Document extract Start Marker
Describe Your Data:
ggplot(data, aes(x=Value)) +
geom_histogram(color="darkblue", fill="lightblue", bins = 26) +
labs(title = "Distribution of the values of cargo", x = "Value", y = "Count") +
theme_light()
The graph shows, that most of the cargo is under 100 euros and the rest are under 500 euros with several exceptions of up to 2500 euros per cargo.
par(mfrow = c(1,3))
boxplot(data$LDM, main = "Distribution of LDM\nof the cargo", ylab = "LDM")
boxplot(data$Weight, main = "Distribution of Weight\nof the cargo", ylab = "Weight")
boxplot(data$Volume, main = "Distribution of Volume\nof the cargo", ylab = "Volume")
The tendency of the previous graph is visible here: due to most of the cargo being of low-value, their dimensionality attributes are low as well.
ggplot(data, aes(x=UnitTypeID, y=datecount, fill=UnitTypeID)) +
geom_bar(stat="identity") +
labs(title = "Number of different types of cargo",
x = "Unit type ID", y = "Count") +
theme_light()
The highest number of cargo belongs to the type EP(120x80x220) cargo, that corresponds to the unit type ID 33, with 25 cargo. The runner-up was the VNT type (unit type ID 47) with 17 cargo.
ggplot(data, aes(x=Terminal_s, y=datecount, fill = Terminal_s)) +
geom_bar(stat="identity") +
labs(title = "Number of cargo that was redirected to a terminal in the sender country",
x = "", y = "Count") +
theme_light()
From this graph we can see that 45 cargo were not redirected to a terminal, leaving 21 (total 66) that were redirected to a terminal in the country from which it was sent.
ggplot(data, aes(x=Terminal_r, y=datecount, fill = Terminal_r)) +
geom_bar(stat="identity") +
labs(title = "Number of cargo that was redirected to a terminal in the sender country",
x = "", y = "Count") +
theme_light()
From this graph we can see that 50 of cargo were not redirected to a terminal, leaving 16 that were redirected to a terminal in the country to which it was sent.
Document extract End Marker
Questions to answer
1. Answer these questions from the cargo data analysis.
(a) How many bins does the histogram of cargo values use?
(b) Which unit type ID corresponds to the EP(120x80x220) type of cargo?
(c) How many cargo were redirected to a terminal in the country to which they were sent?
2. Reproduce the part of the cargo data analysis starting with "par(mfrow = c(1,3))" and going on through "low as well.".
Extracted entries Start Marker
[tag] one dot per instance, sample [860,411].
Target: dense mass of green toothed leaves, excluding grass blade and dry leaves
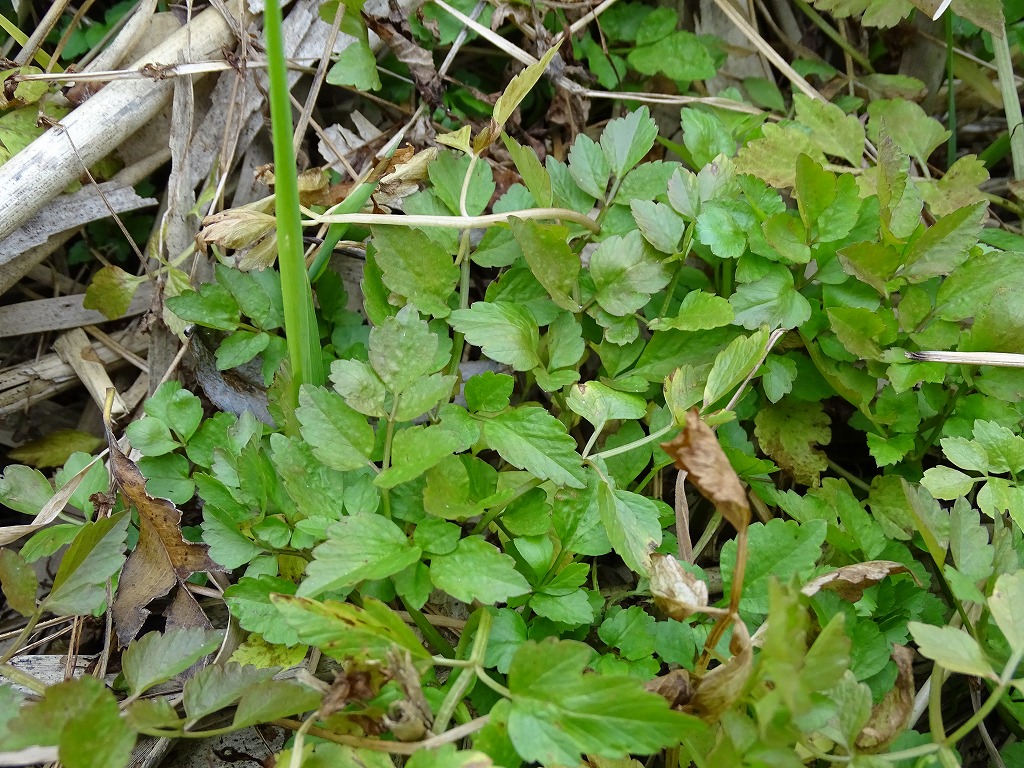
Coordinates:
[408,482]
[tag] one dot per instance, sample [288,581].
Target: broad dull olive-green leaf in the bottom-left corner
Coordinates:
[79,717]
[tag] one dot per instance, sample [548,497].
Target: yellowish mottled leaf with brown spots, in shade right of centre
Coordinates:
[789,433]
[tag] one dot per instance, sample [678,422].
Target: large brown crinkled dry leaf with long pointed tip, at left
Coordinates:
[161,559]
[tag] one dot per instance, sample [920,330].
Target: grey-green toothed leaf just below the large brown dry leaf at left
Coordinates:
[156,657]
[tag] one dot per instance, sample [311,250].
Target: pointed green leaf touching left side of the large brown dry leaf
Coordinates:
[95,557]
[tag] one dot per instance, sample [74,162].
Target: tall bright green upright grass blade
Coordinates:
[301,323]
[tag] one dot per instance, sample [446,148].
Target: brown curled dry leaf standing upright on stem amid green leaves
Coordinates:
Extracted entries End Marker
Task-by-task results
1.
(a) 26
(b) 33
(c) 16

2.
par(mfrow = c(1,3))
boxplot(data$LDM, main = "Distribution of LDM\nof the cargo", ylab = "LDM")
boxplot(data$Weight, main = "Distribution of Weight\nof the cargo", ylab = "Weight")
boxplot(data$Volume, main = "Distribution of Volume\nof the cargo", ylab = "Volume")
The tendency of the previous graph is visible here: due to most of the cargo being of low-value, their dimensionality attributes are low as well.